## Problem requirements
The records should be restated exactly from their first line through the line with "x=450 y=108" in it.

[Point-per-instance localization data]
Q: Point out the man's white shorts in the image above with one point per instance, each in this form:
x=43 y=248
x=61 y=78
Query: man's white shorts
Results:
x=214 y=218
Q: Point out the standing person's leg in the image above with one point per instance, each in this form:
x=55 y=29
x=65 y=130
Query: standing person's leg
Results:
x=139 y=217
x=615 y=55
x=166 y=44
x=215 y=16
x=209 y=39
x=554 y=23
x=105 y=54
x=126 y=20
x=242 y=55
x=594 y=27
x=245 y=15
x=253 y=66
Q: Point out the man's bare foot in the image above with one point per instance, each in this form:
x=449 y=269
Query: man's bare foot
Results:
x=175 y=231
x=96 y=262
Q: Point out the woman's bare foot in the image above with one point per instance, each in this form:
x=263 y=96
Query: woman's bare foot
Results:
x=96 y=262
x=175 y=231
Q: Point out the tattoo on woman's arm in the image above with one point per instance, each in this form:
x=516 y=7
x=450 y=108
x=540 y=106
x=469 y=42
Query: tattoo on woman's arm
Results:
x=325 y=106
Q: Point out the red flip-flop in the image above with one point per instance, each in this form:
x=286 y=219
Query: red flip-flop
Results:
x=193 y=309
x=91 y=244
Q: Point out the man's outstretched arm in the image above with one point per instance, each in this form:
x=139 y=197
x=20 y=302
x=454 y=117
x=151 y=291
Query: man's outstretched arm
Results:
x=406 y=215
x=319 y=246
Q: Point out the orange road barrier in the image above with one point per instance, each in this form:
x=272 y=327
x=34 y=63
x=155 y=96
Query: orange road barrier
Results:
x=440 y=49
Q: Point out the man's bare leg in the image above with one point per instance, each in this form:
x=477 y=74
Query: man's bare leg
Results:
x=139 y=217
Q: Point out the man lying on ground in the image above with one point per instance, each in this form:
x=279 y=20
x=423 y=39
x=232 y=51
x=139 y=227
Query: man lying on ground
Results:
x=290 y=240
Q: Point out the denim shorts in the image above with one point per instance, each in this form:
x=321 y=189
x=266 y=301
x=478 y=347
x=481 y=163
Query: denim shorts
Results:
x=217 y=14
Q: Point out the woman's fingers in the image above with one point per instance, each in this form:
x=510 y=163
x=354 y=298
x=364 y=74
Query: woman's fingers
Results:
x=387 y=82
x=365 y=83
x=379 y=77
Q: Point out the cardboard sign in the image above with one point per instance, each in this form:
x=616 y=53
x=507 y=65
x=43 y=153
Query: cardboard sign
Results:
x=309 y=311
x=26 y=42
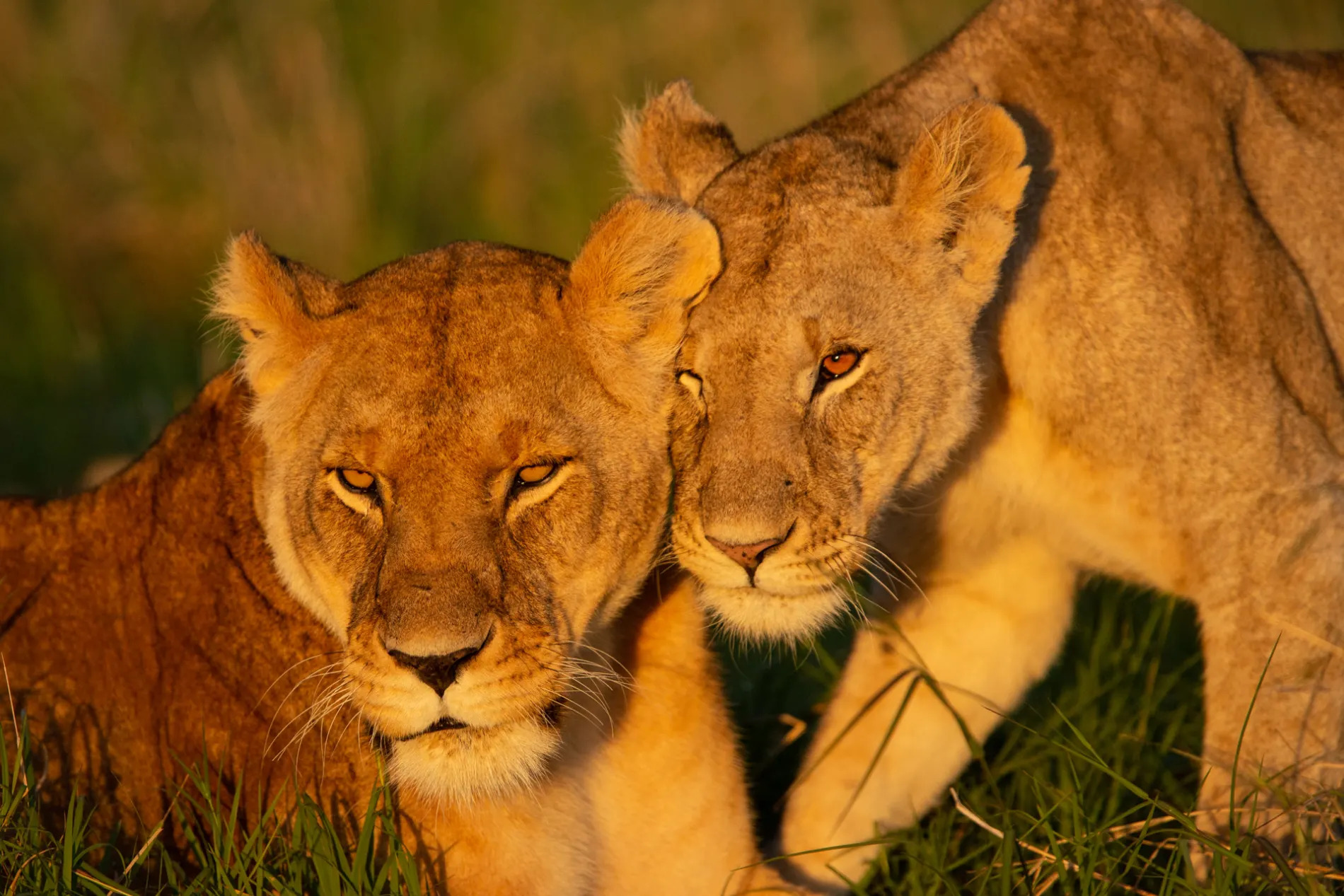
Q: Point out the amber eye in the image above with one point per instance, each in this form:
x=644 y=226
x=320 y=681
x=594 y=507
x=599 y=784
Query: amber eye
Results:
x=357 y=481
x=836 y=366
x=530 y=476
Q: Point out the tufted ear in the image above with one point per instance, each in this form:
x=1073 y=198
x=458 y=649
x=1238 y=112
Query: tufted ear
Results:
x=645 y=262
x=274 y=306
x=672 y=147
x=961 y=187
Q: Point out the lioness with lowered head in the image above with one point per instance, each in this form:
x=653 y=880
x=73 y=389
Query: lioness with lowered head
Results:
x=1151 y=388
x=449 y=479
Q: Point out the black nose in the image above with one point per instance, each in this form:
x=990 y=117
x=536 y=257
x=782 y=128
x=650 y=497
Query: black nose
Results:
x=439 y=672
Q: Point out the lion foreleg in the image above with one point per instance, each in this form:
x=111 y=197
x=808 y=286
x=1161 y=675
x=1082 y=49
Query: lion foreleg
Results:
x=964 y=653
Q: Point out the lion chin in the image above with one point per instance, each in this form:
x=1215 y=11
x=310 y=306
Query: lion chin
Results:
x=758 y=615
x=468 y=764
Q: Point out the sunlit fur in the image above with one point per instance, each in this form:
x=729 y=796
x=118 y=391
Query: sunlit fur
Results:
x=231 y=595
x=809 y=460
x=1147 y=388
x=446 y=554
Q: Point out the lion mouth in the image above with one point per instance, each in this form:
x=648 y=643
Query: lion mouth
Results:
x=446 y=723
x=550 y=716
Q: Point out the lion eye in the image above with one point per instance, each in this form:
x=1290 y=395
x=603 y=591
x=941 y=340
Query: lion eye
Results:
x=357 y=481
x=836 y=366
x=530 y=476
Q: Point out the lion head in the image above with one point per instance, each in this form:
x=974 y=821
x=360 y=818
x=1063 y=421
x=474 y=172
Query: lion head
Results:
x=465 y=469
x=833 y=363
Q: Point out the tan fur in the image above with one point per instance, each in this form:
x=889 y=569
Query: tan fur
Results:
x=226 y=590
x=1152 y=391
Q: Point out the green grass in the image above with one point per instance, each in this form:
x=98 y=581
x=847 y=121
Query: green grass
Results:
x=1089 y=784
x=300 y=852
x=1088 y=789
x=139 y=134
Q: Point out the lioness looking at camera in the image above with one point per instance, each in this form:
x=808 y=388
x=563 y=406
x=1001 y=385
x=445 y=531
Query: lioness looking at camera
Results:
x=1147 y=388
x=439 y=488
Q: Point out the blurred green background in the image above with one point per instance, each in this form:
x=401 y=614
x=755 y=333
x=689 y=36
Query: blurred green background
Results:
x=136 y=134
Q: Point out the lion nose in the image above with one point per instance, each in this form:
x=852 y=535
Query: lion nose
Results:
x=749 y=557
x=439 y=672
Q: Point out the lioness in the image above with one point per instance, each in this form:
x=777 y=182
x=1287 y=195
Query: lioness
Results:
x=1149 y=390
x=437 y=488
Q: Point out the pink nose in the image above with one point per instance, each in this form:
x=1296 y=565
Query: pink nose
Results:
x=746 y=555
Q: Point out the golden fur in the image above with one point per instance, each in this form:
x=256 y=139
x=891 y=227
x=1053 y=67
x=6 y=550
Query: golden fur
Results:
x=180 y=605
x=1151 y=390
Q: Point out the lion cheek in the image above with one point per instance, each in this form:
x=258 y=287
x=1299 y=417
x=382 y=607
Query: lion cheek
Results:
x=467 y=766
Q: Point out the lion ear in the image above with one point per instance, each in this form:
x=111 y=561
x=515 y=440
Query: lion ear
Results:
x=645 y=262
x=672 y=147
x=961 y=187
x=273 y=304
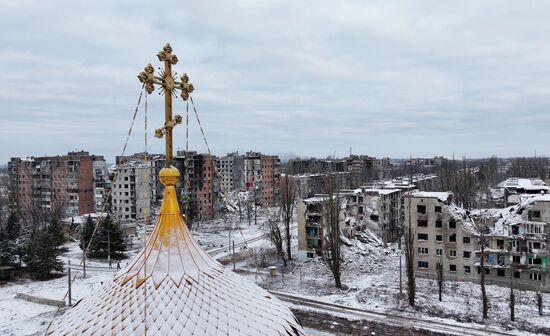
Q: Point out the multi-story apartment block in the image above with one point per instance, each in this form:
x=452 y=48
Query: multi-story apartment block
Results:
x=270 y=186
x=378 y=209
x=132 y=191
x=312 y=225
x=361 y=168
x=63 y=184
x=231 y=172
x=198 y=185
x=443 y=235
x=252 y=171
x=309 y=185
x=517 y=247
x=513 y=188
x=311 y=231
x=157 y=162
x=315 y=166
x=261 y=175
x=515 y=240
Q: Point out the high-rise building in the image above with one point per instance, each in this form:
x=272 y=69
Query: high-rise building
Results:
x=199 y=184
x=131 y=194
x=63 y=184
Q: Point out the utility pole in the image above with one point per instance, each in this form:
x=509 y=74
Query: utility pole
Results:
x=109 y=246
x=234 y=267
x=69 y=279
x=400 y=271
x=84 y=263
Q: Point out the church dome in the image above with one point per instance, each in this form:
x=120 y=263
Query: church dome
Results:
x=172 y=287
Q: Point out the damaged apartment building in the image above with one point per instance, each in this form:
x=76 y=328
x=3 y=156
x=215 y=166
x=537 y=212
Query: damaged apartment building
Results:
x=254 y=172
x=312 y=226
x=132 y=191
x=515 y=240
x=66 y=184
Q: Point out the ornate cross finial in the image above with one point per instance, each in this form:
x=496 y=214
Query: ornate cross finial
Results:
x=169 y=86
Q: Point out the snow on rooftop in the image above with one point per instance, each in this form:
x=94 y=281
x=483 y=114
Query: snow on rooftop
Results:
x=524 y=183
x=443 y=196
x=375 y=190
x=173 y=287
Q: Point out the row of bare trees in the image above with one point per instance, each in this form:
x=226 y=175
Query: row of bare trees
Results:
x=279 y=224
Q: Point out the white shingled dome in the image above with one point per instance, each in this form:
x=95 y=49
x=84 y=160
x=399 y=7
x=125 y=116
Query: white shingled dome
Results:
x=172 y=287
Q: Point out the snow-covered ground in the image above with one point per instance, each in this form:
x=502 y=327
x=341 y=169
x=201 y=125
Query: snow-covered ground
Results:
x=370 y=277
x=371 y=281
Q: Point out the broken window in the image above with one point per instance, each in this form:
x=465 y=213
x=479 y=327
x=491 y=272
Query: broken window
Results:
x=422 y=264
x=535 y=261
x=421 y=209
x=533 y=214
x=422 y=250
x=422 y=236
x=535 y=276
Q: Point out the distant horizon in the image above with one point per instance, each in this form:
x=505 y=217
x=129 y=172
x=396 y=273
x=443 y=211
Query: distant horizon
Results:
x=285 y=156
x=389 y=79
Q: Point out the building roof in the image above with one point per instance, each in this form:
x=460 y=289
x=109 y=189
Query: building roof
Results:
x=172 y=287
x=443 y=196
x=374 y=190
x=527 y=184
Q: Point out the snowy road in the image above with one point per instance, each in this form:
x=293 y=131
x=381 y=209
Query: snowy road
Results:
x=433 y=324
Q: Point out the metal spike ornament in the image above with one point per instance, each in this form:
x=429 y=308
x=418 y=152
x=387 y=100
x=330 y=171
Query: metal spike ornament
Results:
x=173 y=287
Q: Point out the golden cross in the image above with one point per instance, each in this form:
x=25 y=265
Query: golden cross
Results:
x=169 y=86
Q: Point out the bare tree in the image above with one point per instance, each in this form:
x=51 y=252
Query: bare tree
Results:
x=482 y=242
x=332 y=208
x=439 y=267
x=274 y=233
x=409 y=257
x=287 y=199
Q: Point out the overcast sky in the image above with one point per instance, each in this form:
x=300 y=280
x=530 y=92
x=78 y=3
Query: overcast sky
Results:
x=314 y=78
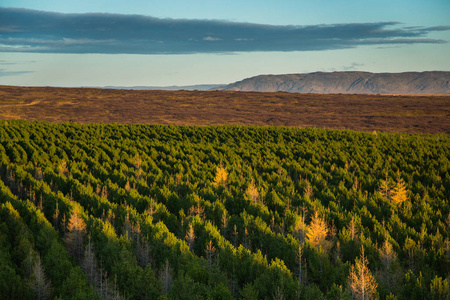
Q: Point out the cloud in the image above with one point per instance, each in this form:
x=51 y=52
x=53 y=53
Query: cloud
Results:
x=4 y=72
x=47 y=32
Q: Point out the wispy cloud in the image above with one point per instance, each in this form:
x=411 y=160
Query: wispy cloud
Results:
x=4 y=72
x=46 y=32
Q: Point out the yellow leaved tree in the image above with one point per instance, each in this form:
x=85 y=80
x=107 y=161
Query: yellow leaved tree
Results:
x=362 y=283
x=399 y=194
x=221 y=176
x=317 y=231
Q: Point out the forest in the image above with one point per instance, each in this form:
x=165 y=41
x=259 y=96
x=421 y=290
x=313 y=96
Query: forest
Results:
x=110 y=211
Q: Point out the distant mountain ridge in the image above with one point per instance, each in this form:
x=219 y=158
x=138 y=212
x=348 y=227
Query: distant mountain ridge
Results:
x=198 y=87
x=350 y=82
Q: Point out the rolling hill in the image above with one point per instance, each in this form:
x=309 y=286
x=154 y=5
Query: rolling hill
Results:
x=436 y=82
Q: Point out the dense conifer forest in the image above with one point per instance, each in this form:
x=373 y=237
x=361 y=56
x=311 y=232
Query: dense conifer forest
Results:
x=176 y=212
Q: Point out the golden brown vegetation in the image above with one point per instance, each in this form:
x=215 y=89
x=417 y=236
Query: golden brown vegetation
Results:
x=399 y=113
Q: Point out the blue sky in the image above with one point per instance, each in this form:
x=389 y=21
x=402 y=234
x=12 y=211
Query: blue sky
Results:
x=161 y=43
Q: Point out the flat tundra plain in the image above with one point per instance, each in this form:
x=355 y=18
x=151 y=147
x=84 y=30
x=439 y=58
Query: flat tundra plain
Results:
x=393 y=113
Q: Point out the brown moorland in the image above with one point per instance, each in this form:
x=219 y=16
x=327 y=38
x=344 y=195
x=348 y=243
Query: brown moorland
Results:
x=395 y=113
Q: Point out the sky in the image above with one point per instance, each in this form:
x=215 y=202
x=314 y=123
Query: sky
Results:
x=174 y=42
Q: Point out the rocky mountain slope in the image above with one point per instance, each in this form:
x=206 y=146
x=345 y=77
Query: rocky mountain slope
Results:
x=436 y=82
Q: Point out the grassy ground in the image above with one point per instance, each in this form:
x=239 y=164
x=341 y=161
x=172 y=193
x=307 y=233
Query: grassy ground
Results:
x=399 y=113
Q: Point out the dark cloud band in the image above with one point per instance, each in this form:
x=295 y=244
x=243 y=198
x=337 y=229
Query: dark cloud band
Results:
x=46 y=32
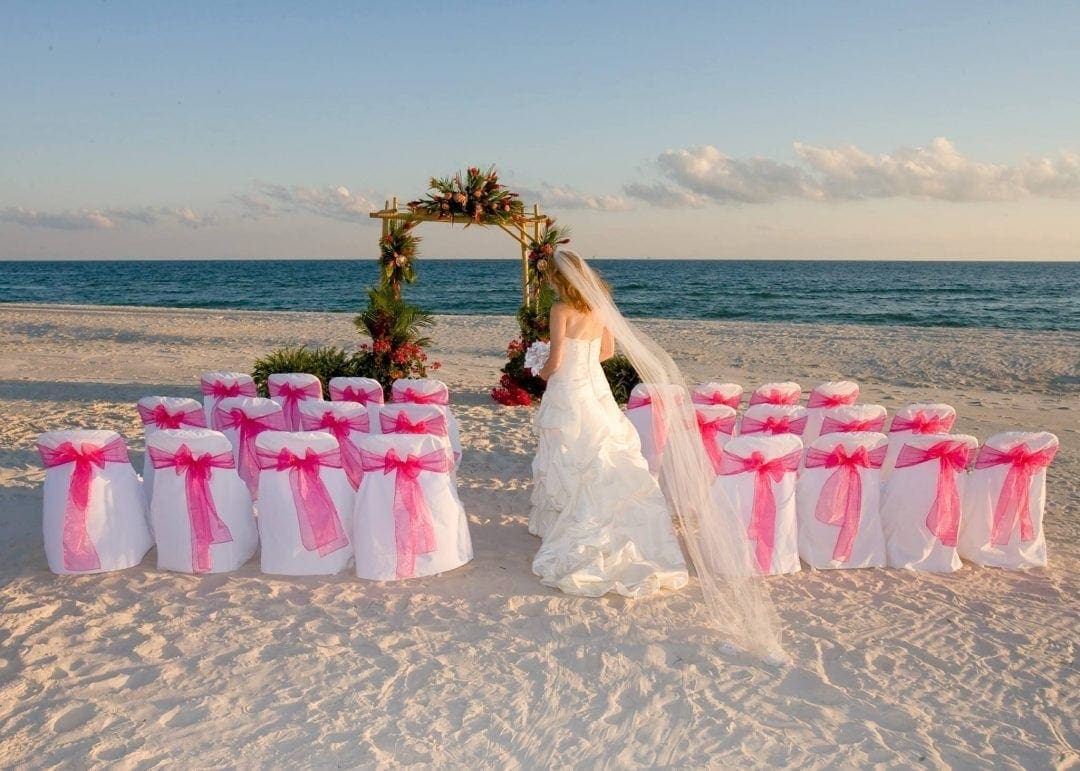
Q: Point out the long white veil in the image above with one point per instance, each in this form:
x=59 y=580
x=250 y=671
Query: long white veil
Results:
x=737 y=598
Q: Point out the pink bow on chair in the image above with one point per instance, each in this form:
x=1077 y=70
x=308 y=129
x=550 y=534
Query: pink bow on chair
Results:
x=247 y=429
x=922 y=423
x=355 y=394
x=220 y=389
x=160 y=417
x=710 y=429
x=1014 y=501
x=402 y=424
x=320 y=524
x=79 y=552
x=773 y=424
x=292 y=395
x=763 y=521
x=841 y=496
x=715 y=398
x=834 y=425
x=341 y=427
x=943 y=521
x=410 y=395
x=414 y=530
x=206 y=526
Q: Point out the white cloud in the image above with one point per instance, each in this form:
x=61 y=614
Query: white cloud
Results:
x=935 y=172
x=333 y=202
x=104 y=219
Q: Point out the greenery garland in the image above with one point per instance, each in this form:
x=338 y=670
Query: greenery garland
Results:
x=477 y=198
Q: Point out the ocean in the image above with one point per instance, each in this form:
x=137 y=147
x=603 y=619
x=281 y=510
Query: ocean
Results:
x=1000 y=295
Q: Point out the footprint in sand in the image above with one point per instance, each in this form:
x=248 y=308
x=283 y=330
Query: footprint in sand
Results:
x=73 y=718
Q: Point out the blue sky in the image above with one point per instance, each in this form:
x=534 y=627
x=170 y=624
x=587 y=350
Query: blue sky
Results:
x=944 y=130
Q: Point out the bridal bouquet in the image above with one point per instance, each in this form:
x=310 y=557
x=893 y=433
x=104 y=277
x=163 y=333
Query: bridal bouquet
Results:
x=536 y=356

## Answer area
Q: Point out the man's white shorts in the image above with one point per instance, each in this form:
x=43 y=248
x=61 y=78
Query: man's white shorts
Results:
x=214 y=218
Q: Point out the standing person's leg in the image above with one point per instance, each in this form:
x=55 y=29
x=65 y=130
Query: standing person's leg
Results:
x=139 y=217
x=615 y=55
x=166 y=44
x=215 y=16
x=209 y=39
x=554 y=23
x=105 y=54
x=126 y=20
x=242 y=55
x=594 y=27
x=245 y=15
x=253 y=66
Q: Point out the man's bare foot in the image above with one point per instance, each in this form:
x=449 y=269
Query: man's bare foot
Results:
x=175 y=231
x=96 y=262
Q: Point out the woman's bare foot in the image above with one point per instance, each in this form:
x=263 y=96
Query: woman's bare foot
Results:
x=96 y=262
x=175 y=231
Q: Point out the tattoo on woman's arm in the image above with one point per instance, each in this form:
x=516 y=7
x=450 y=108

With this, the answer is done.